• Your instructions: Copy each of the rows below word for word, without changing any character.
>> start Records for the task
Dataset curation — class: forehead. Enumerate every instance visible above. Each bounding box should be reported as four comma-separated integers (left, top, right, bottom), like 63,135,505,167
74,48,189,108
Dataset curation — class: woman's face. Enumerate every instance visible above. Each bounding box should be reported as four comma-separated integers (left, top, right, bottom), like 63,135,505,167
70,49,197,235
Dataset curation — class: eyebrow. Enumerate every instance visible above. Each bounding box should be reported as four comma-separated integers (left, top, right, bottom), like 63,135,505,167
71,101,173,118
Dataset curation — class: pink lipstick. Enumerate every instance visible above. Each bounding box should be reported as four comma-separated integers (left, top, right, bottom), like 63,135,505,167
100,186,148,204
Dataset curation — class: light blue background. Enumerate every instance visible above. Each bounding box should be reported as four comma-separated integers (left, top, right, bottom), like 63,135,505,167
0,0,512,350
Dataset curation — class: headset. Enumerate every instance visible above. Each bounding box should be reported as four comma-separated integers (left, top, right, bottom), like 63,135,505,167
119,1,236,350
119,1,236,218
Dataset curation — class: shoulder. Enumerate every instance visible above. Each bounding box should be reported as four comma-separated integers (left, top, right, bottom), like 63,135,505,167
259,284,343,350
>> end Records for the task
• Completed task:
Dataset curation — class: forehead. Enumerate every instance visible above. Each bounding box should be reported as four comma-separated integers (left, top, right, bottom), like 63,135,505,167
74,48,189,108
Dataset curation — class: woman's face. Enumerate every instance visible above. Each bounding box should be reported as four comma-separated integers (left, top, right, bottom), like 63,135,505,167
70,49,197,235
Dataset curation — class: eyebrow. Enumerate every instance visible above. Each bounding box should be reported as four comma-separated integers (left, top, right, bottom), like 63,135,505,167
71,101,173,118
Dataset curation — class: pink lipstick. Enumerate every instance visible above. Each bounding box should be reported as four comma-separated integers (left, top, right, bottom), like 63,135,505,167
100,186,148,204
Dataset curation — class: light blue background. Enumerate every instance visible above. Each bounding box should be reported as four comma-separated integers (left, top, right, bottom), like 63,135,505,167
0,0,512,350
Dataset curation — class: headset. Enumerate every instance visible above. Each bounding box should be reported as four comma-separated integers (left, top, right, bottom), like 63,135,505,167
119,1,236,350
119,1,236,218
Dataset curation — class: shoulder. Enumerate every instance visible above. Each bounding box should be reported as four comma-separated integers (left, top, right, bottom), like 63,135,505,167
259,284,343,350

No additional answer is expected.